▸ Série de tâches
[a] Répondez aux questions suivantes sur la critique de La faille :
(i) Quelle actrice incarne la sergente-détective Céline Trudeau ?
(ii) Quelle plateforme propose le thriller à ses abonnés payants ?
(iii) Combien d'heures d'écoute la saison exige-t-elle ?
[b] Poursuivez la critique de La faille à partir de sa dernière phrase.

▸ Passage du texte
↓
La troisième saison de La faille nous immerge dans une enquête touffue de type « moine et mystère », où la sergente-détective Céline Trudeau (excellente Isabel Richer) remue son passé rempli de squelettes des années 1950, de bijoux religieux et de familles rivales qui se détestent depuis le temps de la prohibition.

Est-ce que le troisième et dernier chapitre du thriller du Club illico, offert depuis une semaine pour ses abonnés payants, vaut la peine qu’on lui consacre huit heures d’écoute ? Après deux épisodes échevelés, où l’intrigue étourdit et se dilue entre une abbaye étrange, un hôtel-restaurant défraîchi et un verger chenu, j’aurais affirmé que non. Histoire confuse, amorce diffuse, La faille 3 tombe dans sa propre craque profonde.
↑
▸ Données affichées
↓
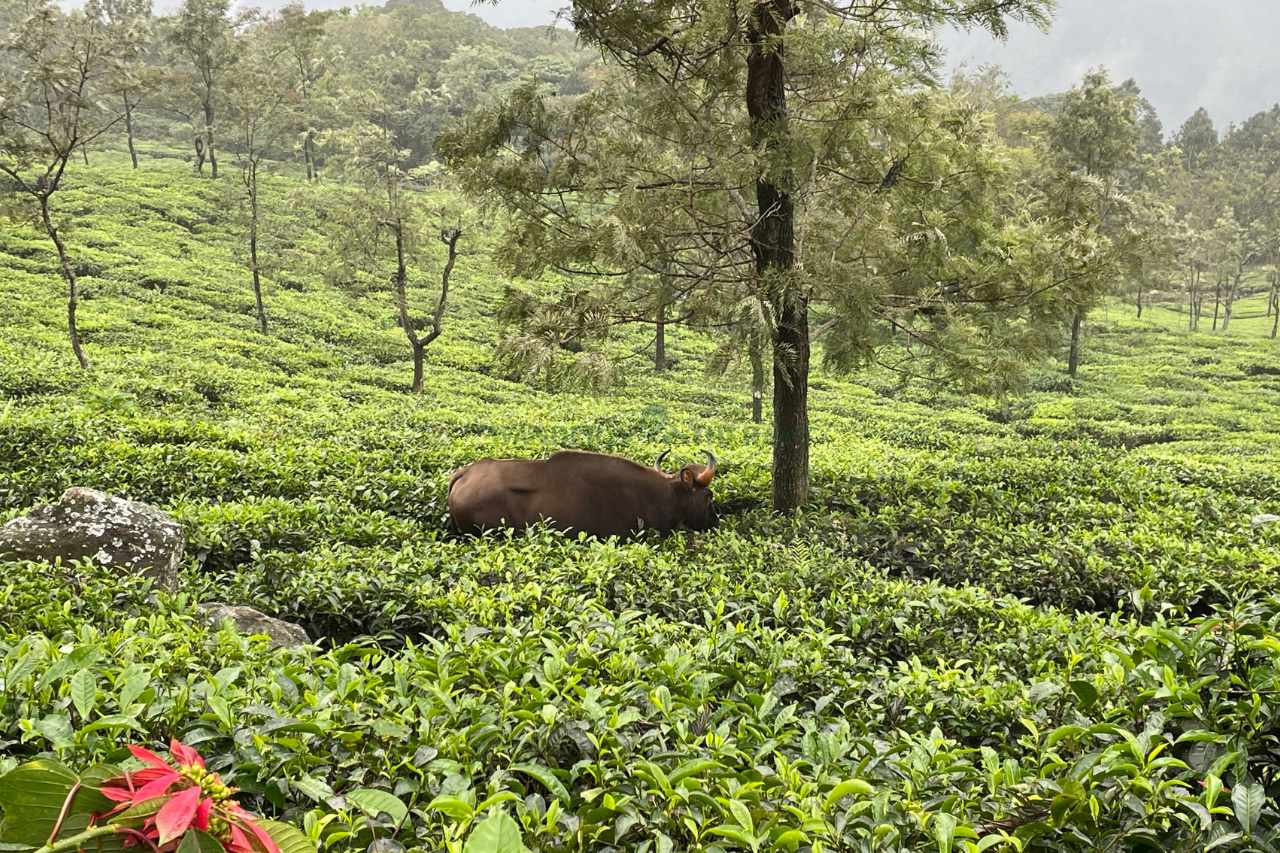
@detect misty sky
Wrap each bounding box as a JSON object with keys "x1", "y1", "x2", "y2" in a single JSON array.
↑
▸ Réponses aux tâches
[a]
(i) Isabel Richer
(ii) Le Club illico
(iii) Huit heures

[b]
Mais rendu au cinquième épisode, je répondrais que oui, la série policière de Frédéric Ouellet mérite votre (pleine) attention. Le punch à la fin du deuxième épisode nous raccroche au récit hyper fourni, et les révélations fracassantes à la quatrième heure propulsent l’enquête à un niveau plus captivant. Il faut cependant tester sa patience et accepter de ne pas tout comprendre, dont plusieurs répliques inaudibles, parce que marmonnées par leurs interprètes. Un fléau inendiguable, faut croire.

Cela dit, ni La faille 2 ni La faille 3 n’ont reproduit la magie de la première mouture, un bijou de polar scandinave noir. Une des meilleures émissions des dix dernières années en télé québécoise.

Après le glacial Fermont et le béton ultra-résistant du Château Frontenac, le troisième chapitre de La faille transporte Céline Trudeau dans son patelin natal, le village estrien d’Applegrove, près de la frontière américaine et de la majestueuse abbaye de Saint-Benoît-du-Lac. Pensez à un croisement entre un roman de Louise Penny, la série Nos étés et La vérité sur l’affaire Harry Quebert de Joël Dicker.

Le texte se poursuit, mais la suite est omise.